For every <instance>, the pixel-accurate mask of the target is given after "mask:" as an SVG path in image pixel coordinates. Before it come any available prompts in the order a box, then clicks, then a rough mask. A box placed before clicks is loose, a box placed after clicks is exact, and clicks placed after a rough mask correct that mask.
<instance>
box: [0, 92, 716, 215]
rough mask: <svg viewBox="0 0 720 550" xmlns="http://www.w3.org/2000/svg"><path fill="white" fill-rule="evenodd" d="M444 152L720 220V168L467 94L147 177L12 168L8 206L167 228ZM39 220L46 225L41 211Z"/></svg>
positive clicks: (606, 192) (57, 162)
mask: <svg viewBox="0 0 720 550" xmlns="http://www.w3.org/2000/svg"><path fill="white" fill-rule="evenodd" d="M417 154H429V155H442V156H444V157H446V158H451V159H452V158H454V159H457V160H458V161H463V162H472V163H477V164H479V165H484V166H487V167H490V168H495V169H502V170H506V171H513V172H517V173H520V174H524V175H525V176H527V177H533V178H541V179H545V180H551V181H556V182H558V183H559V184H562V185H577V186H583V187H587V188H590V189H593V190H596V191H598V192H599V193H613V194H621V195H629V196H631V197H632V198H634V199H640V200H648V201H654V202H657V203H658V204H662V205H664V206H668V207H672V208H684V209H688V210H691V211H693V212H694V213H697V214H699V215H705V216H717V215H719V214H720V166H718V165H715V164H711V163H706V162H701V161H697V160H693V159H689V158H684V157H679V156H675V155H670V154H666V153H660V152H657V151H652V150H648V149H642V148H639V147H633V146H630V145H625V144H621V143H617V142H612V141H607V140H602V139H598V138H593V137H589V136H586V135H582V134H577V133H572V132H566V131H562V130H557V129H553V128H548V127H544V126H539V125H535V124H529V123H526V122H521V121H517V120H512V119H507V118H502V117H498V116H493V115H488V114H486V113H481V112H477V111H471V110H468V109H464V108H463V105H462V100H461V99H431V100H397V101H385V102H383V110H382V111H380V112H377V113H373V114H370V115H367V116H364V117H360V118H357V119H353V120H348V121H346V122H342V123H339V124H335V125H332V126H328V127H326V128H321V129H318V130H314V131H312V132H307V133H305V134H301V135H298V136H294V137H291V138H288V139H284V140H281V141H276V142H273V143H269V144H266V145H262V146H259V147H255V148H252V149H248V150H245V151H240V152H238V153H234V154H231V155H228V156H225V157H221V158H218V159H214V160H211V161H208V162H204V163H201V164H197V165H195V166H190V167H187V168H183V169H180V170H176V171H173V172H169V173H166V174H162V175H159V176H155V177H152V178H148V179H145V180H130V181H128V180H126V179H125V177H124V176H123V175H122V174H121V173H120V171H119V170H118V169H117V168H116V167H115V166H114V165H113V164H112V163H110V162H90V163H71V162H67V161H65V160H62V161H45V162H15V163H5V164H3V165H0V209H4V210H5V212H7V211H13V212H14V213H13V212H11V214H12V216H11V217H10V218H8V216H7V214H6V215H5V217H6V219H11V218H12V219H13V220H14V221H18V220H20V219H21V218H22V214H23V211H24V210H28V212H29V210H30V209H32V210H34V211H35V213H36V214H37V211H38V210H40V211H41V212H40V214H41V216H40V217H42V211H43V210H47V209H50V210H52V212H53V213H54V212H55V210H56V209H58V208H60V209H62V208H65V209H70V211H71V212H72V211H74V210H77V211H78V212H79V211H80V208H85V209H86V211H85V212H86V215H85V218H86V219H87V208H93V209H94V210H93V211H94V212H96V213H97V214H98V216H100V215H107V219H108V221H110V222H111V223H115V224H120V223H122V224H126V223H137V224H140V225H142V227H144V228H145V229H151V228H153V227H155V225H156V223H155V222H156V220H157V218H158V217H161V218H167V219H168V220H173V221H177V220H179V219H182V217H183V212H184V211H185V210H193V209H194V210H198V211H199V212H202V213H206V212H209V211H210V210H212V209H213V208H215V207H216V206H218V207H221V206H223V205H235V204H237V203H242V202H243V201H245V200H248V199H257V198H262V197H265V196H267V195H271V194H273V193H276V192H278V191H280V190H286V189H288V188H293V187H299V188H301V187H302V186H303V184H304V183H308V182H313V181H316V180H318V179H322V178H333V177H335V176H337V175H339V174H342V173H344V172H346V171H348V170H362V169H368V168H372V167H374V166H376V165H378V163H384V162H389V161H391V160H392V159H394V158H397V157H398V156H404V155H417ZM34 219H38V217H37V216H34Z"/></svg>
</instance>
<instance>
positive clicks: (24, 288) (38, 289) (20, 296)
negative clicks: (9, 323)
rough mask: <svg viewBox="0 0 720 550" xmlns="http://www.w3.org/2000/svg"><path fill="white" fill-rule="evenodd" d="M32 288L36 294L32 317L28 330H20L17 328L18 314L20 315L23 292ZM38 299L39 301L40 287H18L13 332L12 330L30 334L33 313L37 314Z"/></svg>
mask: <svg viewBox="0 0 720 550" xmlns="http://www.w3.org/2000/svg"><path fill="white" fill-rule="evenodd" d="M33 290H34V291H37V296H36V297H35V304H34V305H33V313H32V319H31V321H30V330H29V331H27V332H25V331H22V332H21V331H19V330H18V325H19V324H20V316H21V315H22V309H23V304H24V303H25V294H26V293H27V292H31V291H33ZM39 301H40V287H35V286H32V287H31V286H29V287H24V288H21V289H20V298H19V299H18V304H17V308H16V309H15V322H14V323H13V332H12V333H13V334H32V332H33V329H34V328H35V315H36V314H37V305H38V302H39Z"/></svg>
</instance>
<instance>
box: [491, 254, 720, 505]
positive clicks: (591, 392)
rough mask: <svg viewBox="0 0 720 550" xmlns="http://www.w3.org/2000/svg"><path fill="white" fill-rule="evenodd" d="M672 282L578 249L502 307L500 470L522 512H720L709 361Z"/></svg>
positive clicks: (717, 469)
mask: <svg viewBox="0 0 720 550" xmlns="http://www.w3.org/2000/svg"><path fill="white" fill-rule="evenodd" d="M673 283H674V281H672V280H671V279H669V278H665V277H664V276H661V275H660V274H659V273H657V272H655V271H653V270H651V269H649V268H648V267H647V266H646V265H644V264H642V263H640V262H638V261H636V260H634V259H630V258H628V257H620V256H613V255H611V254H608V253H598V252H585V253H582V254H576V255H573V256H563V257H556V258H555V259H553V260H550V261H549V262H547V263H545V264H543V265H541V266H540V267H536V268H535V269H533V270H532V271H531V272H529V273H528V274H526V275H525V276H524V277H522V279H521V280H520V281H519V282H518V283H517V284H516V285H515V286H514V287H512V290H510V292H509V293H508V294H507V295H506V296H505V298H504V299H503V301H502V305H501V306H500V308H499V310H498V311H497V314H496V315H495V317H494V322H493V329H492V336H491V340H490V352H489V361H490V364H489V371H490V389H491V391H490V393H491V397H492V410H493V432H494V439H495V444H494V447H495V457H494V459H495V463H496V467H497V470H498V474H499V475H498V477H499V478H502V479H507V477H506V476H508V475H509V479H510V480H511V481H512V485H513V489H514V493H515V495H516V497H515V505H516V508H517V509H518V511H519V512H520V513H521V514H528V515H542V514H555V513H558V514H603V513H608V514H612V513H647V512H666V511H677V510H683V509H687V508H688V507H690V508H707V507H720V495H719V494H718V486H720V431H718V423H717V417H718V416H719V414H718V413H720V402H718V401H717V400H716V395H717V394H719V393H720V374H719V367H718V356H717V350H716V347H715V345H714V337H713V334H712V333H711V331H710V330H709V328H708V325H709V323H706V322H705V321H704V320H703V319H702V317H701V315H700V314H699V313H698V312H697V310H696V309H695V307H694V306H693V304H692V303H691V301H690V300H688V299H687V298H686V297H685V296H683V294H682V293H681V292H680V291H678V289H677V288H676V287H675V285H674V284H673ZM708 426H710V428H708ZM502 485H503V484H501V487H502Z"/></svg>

PROBLEM DETAILS
Restate word for word the lines of the data above, starting at the line containing "288L36 294L32 317L28" and ending at the line containing "282L578 249L502 307L500", both included, and nothing more.

YOUR RESPONSE
rough mask: <svg viewBox="0 0 720 550" xmlns="http://www.w3.org/2000/svg"><path fill="white" fill-rule="evenodd" d="M32 288L36 294L32 317L28 330H20L17 328L18 314L20 315L23 292ZM38 299L39 301L40 287H18L13 332L12 330L30 334L33 313L37 314Z"/></svg>
mask: <svg viewBox="0 0 720 550" xmlns="http://www.w3.org/2000/svg"><path fill="white" fill-rule="evenodd" d="M33 290H34V291H37V296H36V297H35V304H34V305H33V313H32V319H31V321H30V330H29V331H27V332H25V331H22V332H21V331H19V330H18V325H19V324H20V316H21V315H22V309H23V304H24V303H25V294H26V293H27V292H31V291H33ZM39 301H40V287H35V286H32V287H31V286H29V287H24V288H21V289H20V298H19V299H18V304H17V308H16V309H15V322H14V323H13V332H12V333H13V334H32V332H33V329H34V328H35V315H36V314H37V305H38V302H39Z"/></svg>
</instance>
<instance>
box: [491, 254, 720, 505]
positive clicks: (591, 392)
rough mask: <svg viewBox="0 0 720 550" xmlns="http://www.w3.org/2000/svg"><path fill="white" fill-rule="evenodd" d="M672 282L578 249L502 307L500 470L522 512H720L709 361Z"/></svg>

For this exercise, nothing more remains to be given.